TASK MATERIAL =

=-=-=-=-=

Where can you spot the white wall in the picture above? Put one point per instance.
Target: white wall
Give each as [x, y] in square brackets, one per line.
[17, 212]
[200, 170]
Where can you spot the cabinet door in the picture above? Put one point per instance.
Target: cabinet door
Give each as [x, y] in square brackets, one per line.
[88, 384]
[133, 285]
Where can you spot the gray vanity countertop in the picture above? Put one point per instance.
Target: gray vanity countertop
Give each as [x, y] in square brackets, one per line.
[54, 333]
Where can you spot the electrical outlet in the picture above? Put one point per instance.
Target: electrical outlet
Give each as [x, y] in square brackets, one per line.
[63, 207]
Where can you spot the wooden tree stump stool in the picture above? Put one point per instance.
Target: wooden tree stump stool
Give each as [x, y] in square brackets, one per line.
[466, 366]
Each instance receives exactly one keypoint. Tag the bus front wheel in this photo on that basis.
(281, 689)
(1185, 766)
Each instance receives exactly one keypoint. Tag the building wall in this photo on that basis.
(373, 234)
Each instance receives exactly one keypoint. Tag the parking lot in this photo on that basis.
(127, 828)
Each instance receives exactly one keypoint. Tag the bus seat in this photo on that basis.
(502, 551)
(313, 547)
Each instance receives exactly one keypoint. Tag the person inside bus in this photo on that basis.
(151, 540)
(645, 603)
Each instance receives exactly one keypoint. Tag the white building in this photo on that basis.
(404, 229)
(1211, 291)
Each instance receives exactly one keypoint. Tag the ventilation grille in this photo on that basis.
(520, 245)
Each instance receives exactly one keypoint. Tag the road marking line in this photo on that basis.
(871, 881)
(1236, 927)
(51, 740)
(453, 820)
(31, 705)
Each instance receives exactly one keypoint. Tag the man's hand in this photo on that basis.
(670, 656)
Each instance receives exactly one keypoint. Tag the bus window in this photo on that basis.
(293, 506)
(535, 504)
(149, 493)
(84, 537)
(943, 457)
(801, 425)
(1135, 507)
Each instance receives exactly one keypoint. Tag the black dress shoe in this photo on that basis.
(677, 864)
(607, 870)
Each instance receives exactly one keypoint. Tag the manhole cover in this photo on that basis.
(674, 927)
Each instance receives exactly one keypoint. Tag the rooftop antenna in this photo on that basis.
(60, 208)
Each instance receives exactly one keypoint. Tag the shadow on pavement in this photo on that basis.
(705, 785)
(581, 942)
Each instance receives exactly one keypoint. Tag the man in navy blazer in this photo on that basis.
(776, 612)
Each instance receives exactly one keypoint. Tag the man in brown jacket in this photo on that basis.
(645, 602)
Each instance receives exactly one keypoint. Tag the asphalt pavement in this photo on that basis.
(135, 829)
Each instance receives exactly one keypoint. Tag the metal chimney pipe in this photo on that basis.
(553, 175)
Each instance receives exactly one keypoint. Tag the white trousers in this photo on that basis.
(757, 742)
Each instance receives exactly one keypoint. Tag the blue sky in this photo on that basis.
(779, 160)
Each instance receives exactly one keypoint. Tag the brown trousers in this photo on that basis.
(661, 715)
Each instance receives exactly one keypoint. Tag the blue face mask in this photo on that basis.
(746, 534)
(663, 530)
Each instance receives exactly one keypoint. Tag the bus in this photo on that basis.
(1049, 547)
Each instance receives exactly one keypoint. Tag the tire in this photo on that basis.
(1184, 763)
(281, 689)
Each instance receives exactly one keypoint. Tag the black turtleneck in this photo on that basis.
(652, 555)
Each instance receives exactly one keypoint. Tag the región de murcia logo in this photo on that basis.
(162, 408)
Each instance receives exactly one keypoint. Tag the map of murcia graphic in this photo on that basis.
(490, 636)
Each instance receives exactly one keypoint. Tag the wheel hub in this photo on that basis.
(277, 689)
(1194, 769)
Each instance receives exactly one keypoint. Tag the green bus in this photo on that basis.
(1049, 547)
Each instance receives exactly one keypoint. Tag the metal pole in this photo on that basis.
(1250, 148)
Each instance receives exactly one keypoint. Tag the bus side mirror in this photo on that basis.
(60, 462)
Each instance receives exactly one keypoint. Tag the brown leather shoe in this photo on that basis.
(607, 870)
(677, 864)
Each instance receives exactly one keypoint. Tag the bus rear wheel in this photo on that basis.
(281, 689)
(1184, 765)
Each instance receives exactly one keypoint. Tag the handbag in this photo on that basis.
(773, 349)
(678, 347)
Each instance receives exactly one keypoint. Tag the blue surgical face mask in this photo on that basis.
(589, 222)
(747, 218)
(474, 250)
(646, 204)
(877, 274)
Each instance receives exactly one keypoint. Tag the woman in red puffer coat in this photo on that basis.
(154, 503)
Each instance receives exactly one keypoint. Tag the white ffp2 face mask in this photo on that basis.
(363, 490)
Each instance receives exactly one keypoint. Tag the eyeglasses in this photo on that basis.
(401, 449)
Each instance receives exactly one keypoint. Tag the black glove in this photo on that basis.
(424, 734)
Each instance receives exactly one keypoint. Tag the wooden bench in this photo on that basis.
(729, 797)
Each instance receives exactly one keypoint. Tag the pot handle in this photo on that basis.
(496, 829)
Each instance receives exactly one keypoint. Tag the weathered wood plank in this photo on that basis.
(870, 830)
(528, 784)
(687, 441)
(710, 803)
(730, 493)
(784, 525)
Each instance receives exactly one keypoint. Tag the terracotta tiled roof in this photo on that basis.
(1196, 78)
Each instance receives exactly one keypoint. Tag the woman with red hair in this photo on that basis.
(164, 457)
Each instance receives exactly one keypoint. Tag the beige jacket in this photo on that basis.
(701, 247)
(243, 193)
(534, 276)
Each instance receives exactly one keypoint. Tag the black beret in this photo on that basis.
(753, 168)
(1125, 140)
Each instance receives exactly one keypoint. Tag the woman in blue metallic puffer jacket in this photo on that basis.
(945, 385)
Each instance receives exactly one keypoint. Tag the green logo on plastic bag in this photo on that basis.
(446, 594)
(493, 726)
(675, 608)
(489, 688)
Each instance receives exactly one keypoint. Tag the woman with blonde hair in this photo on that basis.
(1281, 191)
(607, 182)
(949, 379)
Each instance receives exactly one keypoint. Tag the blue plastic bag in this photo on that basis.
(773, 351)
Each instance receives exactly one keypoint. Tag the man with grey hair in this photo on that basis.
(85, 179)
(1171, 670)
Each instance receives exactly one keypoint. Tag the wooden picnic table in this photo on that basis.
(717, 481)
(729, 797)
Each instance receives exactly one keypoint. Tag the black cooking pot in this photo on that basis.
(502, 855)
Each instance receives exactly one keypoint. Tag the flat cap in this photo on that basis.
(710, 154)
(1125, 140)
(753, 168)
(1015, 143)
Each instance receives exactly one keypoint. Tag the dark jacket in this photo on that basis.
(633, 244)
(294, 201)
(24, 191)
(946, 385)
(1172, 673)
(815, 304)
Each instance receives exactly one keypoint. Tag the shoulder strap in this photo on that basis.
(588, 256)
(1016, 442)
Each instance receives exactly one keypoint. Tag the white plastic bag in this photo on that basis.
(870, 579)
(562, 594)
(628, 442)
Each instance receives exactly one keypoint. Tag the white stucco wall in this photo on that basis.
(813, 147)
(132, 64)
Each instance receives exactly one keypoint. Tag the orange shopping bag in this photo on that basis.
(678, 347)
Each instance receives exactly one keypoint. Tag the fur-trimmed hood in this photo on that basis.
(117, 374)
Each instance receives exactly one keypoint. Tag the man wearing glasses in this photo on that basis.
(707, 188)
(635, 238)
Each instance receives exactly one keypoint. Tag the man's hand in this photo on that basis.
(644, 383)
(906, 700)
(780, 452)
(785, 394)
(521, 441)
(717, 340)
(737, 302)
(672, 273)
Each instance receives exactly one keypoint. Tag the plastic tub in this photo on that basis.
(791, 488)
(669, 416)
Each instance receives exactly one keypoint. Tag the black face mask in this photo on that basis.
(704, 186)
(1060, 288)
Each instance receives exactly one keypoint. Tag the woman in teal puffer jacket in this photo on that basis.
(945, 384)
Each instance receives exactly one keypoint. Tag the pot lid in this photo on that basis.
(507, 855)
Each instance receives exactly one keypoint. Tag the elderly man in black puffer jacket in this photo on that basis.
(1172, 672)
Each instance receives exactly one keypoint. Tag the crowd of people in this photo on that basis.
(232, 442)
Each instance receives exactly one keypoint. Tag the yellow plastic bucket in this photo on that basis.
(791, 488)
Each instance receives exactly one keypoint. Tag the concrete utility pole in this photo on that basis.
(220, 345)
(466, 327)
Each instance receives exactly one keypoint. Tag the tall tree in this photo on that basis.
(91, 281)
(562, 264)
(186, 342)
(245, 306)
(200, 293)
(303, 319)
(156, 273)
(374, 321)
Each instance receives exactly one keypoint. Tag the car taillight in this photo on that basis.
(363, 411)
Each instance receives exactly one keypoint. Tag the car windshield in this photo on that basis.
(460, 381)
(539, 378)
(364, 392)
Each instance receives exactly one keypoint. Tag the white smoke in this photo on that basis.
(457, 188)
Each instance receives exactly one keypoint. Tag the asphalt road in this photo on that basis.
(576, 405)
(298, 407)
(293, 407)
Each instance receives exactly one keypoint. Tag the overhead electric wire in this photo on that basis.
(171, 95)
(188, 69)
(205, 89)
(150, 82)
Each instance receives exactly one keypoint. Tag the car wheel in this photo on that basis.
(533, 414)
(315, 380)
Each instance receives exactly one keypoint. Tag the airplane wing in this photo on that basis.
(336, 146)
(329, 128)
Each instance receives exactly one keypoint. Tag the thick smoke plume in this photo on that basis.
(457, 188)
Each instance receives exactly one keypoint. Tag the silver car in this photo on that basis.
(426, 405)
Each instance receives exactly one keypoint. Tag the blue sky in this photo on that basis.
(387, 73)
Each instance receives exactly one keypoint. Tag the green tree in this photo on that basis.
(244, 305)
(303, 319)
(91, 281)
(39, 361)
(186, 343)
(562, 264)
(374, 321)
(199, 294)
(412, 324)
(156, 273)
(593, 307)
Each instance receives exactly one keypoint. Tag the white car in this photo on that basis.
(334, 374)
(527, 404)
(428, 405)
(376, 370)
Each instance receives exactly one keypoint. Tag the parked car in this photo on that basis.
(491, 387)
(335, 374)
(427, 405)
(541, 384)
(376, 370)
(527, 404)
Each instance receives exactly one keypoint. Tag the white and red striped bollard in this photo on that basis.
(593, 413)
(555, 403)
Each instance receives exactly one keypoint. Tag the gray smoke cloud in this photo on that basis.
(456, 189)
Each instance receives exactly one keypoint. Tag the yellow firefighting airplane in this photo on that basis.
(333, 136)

=-=-=-=-=

WHAT IS BEING ASKED = Copy, character for character, the lines from the line that holds "Each instance receives exactly one keypoint. Tag the silver" through the final line of the records above.

CORRECT ANSWER =
Each instance receives exactly one keypoint. Tag the silver car in this photo on that basis.
(426, 405)
Each instance receives exactly one keypoint. Tag the blue sky in this photo on that basis.
(387, 73)
Each instance receives exactly one keypoint. Tag the green tree in this photo on that basis.
(244, 305)
(303, 319)
(91, 281)
(39, 361)
(186, 343)
(562, 264)
(374, 321)
(199, 294)
(412, 324)
(156, 273)
(593, 307)
Each instance receives exactly one keypoint. Tag the white car in this photo on that basis.
(334, 374)
(527, 404)
(428, 405)
(376, 370)
Each instance receives exactly one keypoint. Tag the parked car in this photo on that basis.
(491, 387)
(335, 374)
(427, 405)
(541, 384)
(376, 370)
(527, 404)
Each instance receives exactly one keypoint. Tag the white and red striped bollard in this photo on that basis.
(593, 413)
(555, 403)
Each instance receives exactly one keypoint. Tag the gray smoke cloud in this photo on that basis.
(456, 189)
Each instance receives exactly one keypoint. Tag the yellow firefighting airplane in this photo on that basis.
(333, 136)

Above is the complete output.